------ 提示された文章

パーツ探訪「関本竜太さんに訊く、モノを選ぶことは設計者の職能」後編
建築パーツや建材を切り口として、建築家の設計哲学を浮き彫りにする「パーツ探訪」。建築家・関本竜太さんには引き続き「巣の家」でお話をうかがいます。後半は、リビングのしつらえや外観まわりについて教えていただきました。(前編はこちら)

関本竜太
1971年埼玉県生まれ。1994年日本大学理工学部建築学科卒業。1994年〜99年エーディーネットワーク建築研究所。2000年〜01年フィンランド ヘルシンキ工科大学(現アールト大学)留学。2001年現地の設計事務所でプロジェクトに関わり、同年12月帰国。2002年一級建築士事務所リオタデザイン設立。2007年株式会社リオタデザイン代表取締役。2008年〜14年/2016年〜20年日本大学理工学部非常勤講師。日本建築家協会(JIA) 会員、北欧建築・デザイン協会(SADI) 理事
#1 タイムレスな魅力を放つ北欧の照明

ダイニングは住宅の中の「へそ」のような場所、と語る関本さん。

------------
------ 記録データ

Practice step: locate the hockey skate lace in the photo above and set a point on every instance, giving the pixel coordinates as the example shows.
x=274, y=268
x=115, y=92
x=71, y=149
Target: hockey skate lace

------------

__短い課題 A__: インタビュー記事のうち、「パーツ探訪「関本竜太さんに訊く、モノを選ぶことは設計者の職能」後編」を含む語句から「ダイニングは住宅の中の「へそ」のような場所、と語る関本さん。」までを、一字も変えずにそのまま繰り返してください。
__短い課題 B__: 関本竜太さんへのインタビュー記事を、最後の文の次から書き継いでください。
この資料は、インタビュー記事とは別に用意されたものです。

__正しい答え A__:
パーツ探訪「関本竜太さんに訊く、モノを選ぶことは設計者の職能」後編
建築パーツや建材を切り口として、建築家の設計哲学を浮き彫りにする「パーツ探訪」。建築家・関本竜太さんには引き続き「巣の家」でお話をうかがいます。後半は、リビングのしつらえや外観まわりについて教えていただきました。(前編はこちら)

関本竜太
1971年埼玉県生まれ。1994年日本大学理工学部建築学科卒業。1994年〜99年エーディーネットワーク建築研究所。2000年〜01年フィンランド ヘルシンキ工科大学(現アールト大学)留学。2001年現地の設計事務所でプロジェクトに関わり、同年12月帰国。2002年一級建築士事務所リオタデザイン設立。2007年株式会社リオタデザイン代表取締役。2008年〜14年/2016年〜20年日本大学理工学部非常勤講師。日本建築家協会(JIA) 会員、北欧建築・デザイン協会(SADI) 理事
#1 タイムレスな魅力を放つ北欧の照明

ダイニングは住宅の中の「へそ」のような場所、と語る関本さん。

__正しい答え B__:
「リビングでは家族がそれぞれ好きなように過ごすのに対し、ダイニングは一堂に介してごはんをいただき、対話をする。いわば、ダイニングは家族の象徴でもあるのです」
その大切なダイニングに選ぶのが、北欧デザインのペンダント照明です。
「ビジュアル的にも空間の中心となる強さは欲しいですよね。そしてタイムレスなものであって欲しい。北欧の名作照明は、50年以上も前につくられていながら、この先50年以上使われていく良さがあります。家族も、そんなふうに時間を重ねていって欲しいと思うのです」
そんな関本さんの北欧照明の象徴の一つが「ルイスポールセン」です。
「設計者が安直に選んだのではなく、歴史の中で選ばれてきた。いわば、設計者の署名性を排除する逆説的なセレクトです」
「巣の家」のダイニングに選んだのは、「パテラ オーバル」。2015年に登場した比較的新しい照明ですが、空間の象徴となるタイムレスな強さが気に入ったそう。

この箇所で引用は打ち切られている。